What this task involves -> The lines to copy are those with "surface" in them. Pull each one from the entries below.

____________

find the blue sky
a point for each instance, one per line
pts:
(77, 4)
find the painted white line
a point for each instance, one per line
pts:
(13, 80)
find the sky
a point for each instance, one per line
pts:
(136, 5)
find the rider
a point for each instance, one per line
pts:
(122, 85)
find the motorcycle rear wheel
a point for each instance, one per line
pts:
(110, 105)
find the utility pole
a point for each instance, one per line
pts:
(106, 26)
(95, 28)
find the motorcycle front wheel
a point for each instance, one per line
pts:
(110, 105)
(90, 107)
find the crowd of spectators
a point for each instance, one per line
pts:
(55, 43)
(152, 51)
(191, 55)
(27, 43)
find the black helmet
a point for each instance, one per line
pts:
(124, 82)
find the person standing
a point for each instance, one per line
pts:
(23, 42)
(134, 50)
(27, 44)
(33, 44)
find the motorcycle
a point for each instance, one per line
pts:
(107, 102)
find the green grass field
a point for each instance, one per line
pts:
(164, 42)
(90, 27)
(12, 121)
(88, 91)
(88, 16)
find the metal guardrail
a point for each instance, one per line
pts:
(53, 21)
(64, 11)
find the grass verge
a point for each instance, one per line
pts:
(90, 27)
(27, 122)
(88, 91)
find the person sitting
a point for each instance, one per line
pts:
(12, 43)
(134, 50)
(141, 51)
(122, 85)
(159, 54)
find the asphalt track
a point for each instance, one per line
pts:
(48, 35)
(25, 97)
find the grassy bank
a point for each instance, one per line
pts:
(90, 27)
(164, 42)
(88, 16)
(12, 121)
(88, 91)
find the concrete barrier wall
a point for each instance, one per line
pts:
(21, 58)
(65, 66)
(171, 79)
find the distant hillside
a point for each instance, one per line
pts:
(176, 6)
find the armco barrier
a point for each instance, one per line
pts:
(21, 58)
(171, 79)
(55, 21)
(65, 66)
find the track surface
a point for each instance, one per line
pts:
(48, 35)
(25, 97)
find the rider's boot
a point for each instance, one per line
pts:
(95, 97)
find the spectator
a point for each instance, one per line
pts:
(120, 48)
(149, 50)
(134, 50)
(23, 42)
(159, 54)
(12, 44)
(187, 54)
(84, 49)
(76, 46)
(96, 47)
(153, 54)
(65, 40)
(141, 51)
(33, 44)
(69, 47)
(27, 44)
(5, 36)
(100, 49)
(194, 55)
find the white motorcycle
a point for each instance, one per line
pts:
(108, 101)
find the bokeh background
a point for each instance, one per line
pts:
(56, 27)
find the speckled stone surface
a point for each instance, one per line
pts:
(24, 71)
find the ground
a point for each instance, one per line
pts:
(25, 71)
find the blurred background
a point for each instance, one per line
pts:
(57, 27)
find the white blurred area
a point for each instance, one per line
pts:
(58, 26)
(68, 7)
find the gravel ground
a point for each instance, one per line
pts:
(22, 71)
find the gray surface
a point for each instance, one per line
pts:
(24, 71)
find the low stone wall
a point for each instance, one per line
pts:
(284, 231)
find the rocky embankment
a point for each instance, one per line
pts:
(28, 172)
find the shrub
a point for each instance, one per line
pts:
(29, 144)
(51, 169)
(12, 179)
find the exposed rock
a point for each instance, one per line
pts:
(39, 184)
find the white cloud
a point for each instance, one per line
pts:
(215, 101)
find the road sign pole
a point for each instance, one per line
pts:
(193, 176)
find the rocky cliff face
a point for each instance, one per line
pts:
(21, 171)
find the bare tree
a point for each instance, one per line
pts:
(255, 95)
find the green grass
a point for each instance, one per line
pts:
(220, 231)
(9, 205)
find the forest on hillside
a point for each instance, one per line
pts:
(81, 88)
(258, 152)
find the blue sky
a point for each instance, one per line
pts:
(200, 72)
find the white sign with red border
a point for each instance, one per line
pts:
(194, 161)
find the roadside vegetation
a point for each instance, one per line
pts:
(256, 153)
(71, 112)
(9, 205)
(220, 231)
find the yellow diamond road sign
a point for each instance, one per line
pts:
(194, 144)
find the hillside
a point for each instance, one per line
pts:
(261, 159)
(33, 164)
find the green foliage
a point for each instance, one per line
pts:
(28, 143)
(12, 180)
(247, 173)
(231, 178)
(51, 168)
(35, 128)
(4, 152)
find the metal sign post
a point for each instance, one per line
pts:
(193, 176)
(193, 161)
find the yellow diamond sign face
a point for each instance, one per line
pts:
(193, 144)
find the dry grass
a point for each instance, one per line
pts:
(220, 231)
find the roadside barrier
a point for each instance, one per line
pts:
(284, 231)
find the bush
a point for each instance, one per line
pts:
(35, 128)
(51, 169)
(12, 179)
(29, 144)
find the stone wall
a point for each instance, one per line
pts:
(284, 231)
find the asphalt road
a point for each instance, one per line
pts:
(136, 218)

____________

Task output ->
find the track surface
find the speckled stone surface
find the gray surface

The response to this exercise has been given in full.